(Records contained in a dataset)
--- START ---

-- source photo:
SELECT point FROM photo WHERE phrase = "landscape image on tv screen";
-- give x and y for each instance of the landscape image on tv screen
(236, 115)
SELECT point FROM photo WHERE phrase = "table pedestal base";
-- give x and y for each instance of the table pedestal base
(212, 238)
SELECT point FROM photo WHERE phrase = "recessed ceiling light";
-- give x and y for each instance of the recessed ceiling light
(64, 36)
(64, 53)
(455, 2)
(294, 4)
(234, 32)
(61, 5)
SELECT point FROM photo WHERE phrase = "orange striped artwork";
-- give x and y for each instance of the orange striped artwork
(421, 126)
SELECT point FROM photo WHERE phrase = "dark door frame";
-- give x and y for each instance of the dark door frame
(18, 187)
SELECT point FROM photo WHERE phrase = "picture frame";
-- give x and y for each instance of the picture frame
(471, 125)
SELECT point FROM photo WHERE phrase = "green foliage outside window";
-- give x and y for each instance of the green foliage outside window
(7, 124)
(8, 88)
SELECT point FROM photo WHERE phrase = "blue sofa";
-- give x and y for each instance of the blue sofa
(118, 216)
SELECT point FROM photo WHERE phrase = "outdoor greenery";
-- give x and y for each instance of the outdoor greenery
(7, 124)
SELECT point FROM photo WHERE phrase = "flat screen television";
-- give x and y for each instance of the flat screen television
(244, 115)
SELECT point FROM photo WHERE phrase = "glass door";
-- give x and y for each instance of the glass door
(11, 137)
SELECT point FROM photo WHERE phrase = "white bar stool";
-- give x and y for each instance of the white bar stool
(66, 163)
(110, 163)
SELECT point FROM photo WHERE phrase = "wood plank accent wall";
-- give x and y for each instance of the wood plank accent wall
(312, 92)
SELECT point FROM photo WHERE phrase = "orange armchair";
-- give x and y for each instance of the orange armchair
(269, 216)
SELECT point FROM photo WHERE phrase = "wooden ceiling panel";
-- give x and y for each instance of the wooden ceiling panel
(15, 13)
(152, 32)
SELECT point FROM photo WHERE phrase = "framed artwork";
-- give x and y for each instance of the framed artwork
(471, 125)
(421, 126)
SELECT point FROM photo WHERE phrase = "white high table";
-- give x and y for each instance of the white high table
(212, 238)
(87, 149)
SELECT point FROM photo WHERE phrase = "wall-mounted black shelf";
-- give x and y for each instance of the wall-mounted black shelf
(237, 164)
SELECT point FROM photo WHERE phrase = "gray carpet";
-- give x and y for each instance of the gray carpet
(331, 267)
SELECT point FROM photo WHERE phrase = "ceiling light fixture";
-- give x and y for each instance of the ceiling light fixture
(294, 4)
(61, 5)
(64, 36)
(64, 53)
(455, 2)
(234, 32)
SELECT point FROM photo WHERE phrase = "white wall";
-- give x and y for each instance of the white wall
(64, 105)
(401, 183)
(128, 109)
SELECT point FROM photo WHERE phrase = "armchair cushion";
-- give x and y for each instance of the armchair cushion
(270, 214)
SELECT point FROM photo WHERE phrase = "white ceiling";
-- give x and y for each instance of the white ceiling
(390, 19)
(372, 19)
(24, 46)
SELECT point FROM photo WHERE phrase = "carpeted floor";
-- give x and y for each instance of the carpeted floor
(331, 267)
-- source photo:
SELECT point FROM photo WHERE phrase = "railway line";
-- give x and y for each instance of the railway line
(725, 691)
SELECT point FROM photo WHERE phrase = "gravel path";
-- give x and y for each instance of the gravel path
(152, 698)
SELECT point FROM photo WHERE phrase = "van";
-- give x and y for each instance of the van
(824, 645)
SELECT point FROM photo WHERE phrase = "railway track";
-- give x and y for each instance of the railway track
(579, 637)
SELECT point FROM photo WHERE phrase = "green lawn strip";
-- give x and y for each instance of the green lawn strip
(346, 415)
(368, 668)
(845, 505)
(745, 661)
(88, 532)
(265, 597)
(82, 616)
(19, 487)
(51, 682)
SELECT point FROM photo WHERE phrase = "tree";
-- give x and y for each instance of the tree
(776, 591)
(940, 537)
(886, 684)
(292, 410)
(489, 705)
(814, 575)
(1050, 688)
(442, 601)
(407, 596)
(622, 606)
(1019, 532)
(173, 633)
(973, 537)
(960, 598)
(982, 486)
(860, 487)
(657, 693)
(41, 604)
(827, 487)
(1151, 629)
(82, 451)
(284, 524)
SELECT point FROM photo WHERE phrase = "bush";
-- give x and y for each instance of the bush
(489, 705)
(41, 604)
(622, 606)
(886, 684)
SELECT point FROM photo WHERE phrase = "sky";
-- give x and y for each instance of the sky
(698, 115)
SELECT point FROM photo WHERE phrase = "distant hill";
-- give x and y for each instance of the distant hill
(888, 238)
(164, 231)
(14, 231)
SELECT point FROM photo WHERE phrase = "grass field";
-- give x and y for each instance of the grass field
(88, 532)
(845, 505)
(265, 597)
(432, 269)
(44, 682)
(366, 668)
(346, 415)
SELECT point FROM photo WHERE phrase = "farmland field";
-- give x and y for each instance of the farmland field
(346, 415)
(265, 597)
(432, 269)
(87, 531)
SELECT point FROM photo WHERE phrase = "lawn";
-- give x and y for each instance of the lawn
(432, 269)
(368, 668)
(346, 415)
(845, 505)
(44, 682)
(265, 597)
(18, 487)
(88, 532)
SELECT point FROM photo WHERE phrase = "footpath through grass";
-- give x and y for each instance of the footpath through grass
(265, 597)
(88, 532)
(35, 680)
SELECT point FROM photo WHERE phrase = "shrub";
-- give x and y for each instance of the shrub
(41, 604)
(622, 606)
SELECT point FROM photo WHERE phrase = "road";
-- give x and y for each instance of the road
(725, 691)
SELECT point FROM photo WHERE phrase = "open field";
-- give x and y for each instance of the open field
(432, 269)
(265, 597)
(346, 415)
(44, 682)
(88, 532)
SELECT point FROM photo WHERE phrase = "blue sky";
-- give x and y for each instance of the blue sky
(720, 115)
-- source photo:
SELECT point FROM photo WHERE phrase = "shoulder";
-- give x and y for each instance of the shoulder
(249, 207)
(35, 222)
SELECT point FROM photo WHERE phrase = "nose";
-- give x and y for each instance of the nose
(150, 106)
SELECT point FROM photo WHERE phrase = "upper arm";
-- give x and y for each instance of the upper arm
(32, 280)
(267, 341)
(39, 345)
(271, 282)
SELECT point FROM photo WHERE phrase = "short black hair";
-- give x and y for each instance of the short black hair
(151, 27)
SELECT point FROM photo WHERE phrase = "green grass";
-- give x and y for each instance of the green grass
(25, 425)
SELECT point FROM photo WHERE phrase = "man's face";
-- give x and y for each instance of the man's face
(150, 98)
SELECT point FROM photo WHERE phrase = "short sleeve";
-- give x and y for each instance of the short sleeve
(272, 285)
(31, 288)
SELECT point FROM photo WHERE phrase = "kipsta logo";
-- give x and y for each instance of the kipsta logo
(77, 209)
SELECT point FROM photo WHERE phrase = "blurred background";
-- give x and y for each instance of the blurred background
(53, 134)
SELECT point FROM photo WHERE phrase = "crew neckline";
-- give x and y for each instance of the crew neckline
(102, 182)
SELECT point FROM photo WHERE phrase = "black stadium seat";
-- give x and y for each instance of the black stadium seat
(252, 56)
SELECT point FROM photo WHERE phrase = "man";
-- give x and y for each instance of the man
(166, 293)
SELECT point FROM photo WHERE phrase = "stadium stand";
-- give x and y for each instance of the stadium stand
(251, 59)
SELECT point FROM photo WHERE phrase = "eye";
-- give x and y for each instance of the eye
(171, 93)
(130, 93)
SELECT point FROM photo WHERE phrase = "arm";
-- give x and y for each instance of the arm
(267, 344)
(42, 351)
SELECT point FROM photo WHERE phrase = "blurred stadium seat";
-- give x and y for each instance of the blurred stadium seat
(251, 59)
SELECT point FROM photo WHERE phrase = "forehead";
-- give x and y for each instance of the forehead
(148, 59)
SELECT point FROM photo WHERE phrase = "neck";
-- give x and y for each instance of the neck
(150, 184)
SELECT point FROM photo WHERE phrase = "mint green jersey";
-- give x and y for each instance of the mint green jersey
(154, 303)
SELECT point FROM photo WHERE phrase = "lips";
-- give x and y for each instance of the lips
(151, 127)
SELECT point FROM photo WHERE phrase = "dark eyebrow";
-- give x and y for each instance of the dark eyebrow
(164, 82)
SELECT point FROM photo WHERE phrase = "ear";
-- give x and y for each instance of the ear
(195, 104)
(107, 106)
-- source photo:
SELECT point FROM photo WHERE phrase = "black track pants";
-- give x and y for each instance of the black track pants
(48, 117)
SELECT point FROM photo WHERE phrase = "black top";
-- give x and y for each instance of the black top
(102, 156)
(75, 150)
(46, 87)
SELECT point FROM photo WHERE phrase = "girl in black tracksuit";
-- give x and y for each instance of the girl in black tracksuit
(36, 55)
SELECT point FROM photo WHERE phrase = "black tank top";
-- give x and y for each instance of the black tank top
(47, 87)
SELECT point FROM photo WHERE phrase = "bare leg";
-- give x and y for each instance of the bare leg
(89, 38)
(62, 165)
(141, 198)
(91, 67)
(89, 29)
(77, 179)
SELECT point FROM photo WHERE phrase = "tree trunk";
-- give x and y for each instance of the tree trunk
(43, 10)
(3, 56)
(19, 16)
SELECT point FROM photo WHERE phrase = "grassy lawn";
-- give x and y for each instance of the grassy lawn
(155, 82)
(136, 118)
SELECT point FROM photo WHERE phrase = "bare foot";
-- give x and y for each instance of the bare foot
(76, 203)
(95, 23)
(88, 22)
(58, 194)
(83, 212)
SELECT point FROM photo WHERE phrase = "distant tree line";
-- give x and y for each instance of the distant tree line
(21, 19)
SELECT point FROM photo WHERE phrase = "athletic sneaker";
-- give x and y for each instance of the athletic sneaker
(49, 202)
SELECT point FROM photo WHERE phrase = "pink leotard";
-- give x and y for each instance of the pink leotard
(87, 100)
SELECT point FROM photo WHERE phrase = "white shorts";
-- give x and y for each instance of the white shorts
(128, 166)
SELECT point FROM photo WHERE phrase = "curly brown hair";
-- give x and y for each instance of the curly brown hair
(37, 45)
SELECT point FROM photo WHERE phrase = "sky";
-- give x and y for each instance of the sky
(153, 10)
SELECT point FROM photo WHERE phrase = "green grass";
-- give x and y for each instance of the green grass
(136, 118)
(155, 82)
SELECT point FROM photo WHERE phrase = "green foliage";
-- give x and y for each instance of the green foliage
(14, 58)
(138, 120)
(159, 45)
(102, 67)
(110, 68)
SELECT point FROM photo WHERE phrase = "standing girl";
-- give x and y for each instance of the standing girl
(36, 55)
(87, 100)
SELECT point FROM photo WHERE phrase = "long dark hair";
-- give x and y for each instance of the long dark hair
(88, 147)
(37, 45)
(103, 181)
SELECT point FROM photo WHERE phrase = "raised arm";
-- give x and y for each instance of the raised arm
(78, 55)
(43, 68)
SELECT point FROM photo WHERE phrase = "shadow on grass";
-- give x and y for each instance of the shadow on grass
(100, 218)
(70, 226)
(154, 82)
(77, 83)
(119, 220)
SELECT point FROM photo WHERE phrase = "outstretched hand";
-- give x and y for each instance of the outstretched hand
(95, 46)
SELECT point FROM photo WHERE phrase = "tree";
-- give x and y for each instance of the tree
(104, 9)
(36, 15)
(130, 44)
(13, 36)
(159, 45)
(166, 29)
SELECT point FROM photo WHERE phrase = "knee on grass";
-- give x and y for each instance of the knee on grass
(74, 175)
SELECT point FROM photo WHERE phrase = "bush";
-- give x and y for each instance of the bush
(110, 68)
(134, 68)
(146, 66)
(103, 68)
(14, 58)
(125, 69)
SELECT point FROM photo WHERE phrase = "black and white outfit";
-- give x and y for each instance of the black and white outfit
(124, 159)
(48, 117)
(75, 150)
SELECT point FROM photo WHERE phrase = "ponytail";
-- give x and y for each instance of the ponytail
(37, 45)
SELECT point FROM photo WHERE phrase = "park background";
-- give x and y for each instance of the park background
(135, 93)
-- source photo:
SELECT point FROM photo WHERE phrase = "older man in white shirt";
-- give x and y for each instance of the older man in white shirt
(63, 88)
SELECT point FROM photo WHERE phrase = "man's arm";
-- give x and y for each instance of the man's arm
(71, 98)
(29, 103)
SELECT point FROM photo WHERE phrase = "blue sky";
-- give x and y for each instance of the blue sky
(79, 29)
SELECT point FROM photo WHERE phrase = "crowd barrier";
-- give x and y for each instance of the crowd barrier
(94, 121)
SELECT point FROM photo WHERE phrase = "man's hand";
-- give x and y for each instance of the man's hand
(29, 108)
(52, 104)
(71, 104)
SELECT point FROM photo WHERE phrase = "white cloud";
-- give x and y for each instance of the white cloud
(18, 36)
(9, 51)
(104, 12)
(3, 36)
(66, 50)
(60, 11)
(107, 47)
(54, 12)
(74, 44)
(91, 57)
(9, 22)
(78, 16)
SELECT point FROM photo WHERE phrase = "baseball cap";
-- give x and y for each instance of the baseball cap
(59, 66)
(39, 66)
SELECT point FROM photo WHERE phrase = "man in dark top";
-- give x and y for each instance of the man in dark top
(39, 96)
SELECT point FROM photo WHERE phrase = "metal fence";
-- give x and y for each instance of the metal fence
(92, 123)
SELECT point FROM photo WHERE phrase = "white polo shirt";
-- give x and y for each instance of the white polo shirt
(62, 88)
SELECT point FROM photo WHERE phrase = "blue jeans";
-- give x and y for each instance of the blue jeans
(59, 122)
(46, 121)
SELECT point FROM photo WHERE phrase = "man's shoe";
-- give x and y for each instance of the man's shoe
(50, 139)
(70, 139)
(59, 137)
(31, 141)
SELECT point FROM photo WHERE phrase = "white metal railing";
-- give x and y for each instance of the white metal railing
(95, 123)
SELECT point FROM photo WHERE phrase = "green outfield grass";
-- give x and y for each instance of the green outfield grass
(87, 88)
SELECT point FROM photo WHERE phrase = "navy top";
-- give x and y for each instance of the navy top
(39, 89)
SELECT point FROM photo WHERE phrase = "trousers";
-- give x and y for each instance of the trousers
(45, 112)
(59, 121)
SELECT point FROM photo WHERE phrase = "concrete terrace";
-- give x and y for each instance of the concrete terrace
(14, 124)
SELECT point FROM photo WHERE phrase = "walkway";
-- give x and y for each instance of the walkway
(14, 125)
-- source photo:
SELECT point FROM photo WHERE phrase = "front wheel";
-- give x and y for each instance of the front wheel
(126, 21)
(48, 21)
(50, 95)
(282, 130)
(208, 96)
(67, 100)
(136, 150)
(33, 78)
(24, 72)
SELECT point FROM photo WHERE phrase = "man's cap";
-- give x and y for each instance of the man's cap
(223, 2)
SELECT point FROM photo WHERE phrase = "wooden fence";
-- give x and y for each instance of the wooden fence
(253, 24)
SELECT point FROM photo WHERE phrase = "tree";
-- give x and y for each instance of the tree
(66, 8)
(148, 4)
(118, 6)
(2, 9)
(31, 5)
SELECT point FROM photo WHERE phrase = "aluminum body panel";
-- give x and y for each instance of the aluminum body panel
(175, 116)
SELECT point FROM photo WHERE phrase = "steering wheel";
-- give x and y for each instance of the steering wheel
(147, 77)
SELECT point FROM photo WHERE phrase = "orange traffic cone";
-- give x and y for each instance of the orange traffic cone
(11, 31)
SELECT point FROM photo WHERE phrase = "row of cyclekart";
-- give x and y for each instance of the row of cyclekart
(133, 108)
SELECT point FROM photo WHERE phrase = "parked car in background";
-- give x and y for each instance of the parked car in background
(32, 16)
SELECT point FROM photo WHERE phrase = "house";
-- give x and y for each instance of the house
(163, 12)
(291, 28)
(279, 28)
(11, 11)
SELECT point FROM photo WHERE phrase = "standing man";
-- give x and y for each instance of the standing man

--- END ---

Objective: Show every line of the listing above that contains the string "barrier".

Answer for this exercise:
SELECT point FROM photo WHERE phrase = "crowd barrier";
-- give x and y for each instance of the crowd barrier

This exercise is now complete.